[[ Material shown, beginning ]]

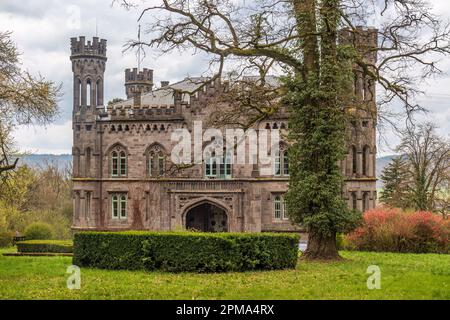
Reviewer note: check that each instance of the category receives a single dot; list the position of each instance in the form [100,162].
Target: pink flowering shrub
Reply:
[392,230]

[[ Material shown, end ]]
[[ Material shown, beginning ]]

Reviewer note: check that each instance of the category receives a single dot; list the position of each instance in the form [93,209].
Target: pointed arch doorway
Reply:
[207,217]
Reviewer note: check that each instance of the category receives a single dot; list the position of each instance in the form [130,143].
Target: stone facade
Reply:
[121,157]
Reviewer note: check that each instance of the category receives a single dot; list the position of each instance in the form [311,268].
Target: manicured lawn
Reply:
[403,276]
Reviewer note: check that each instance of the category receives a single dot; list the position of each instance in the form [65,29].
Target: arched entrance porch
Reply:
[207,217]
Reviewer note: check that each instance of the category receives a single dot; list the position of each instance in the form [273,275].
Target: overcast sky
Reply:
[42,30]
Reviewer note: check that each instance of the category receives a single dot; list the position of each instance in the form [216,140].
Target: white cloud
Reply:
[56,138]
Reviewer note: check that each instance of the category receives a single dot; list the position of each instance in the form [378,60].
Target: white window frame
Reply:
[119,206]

[[ Material shown, end ]]

*Task brief*: Scan the material above line by line and report how many lines contain the word "white", nothing further.

*Result for this task*: 2